* [WHAT YOU NEED TO DO]:
• 1. Transcribe the editorial on omicron in Snohomish County starting with "It would be" and going on through "and proper hygiene.".
• 2. Answer these questions from the editorial on omicron in Snohomish County:
(a) How many residents does the county have?
(b) Which earlier variant is named in comparison with omicron?
(c) Which federal agency does the editorial name?

* [EXERCISE PASSAGE]:
━━━━━━━━━━━━━━━━━━━━
By The Herald Editorial Board
Covid-19’s game of tag is well under way in Snohomish County, with the possibility that as many as half of us — whether unvaccinated or fully vaccinated and boosted, and regardless of past covid infections — face infection, thanks to the virus’ omicron variant.
Dr. Chris Spitters, Snohomish County health officer, Tuesday estimated that 8 percent to 10 percent of the county’s 840,000 residents have already contracted the virus in the past two weeks. And Spitters and Dr. Jay Cook, Providence Regional Medical Center Everett’s chief medical officer, predicted that omicron may soon infect one third to one half of the county’s population.
It would be a mistake, however, to look at such numbers with either resignation or nonchalance, even noting reports that omicron results in less serious health outcomes than previous variants, such as delta. Covid-19 remains a potentially serious and deadly disease, especially for those who are unvaccinated and those with compromised immune systems.
While the Centers for Disease Control and Prevention and other public health officials are likely to adjust broader guidance to match the challenges from each variant that comes along, what remains constant in slowing the spread of the disease and limiting serious illness, hospitalizations and death are the recommendations regarding vaccination, use of masks, testing, physical distance and proper hygiene.
━━━━━━━━━━━━━━━━━━━━
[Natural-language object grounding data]
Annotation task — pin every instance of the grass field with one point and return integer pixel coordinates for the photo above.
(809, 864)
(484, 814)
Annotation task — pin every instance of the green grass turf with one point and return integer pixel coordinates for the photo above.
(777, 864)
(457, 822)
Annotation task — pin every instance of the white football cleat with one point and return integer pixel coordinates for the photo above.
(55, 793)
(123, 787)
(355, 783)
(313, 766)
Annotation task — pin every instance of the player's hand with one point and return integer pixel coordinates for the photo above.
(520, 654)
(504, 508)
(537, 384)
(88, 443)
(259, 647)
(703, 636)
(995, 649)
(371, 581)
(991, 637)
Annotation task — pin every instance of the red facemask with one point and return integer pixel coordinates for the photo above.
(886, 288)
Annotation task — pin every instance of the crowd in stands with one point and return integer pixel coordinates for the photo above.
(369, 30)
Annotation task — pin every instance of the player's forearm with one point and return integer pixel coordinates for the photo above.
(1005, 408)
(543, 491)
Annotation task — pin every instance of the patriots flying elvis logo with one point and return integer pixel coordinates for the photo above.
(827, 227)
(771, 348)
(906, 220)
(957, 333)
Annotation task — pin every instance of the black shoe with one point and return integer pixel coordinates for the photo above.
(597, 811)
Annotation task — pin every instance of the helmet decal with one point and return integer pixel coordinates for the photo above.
━━━━━━━━━━━━━━━━━━━━
* [ANSWERS TO THE EXERCISES]:
• 1.
It would be a mistake, however, to look at such numbers with either resignation or nonchalance, even noting reports that omicron results in less serious health outcomes than previous variants, such as delta. Covid-19 remains a potentially serious and deadly disease, especially for those who are unvaccinated and those with compromised immune systems.
While the Centers for Disease Control and Prevention and other public health officials are likely to adjust broader guidance to match the challenges from each variant that comes along, what remains constant in slowing the spread of the disease and limiting serious illness, hospitalizations and death are the recommendations regarding vaccination, use of masks, testing, physical distance and proper hygiene.

• 2.
(a) 840,000
(b) Delta
(c) The Centers for Disease Control and Prevention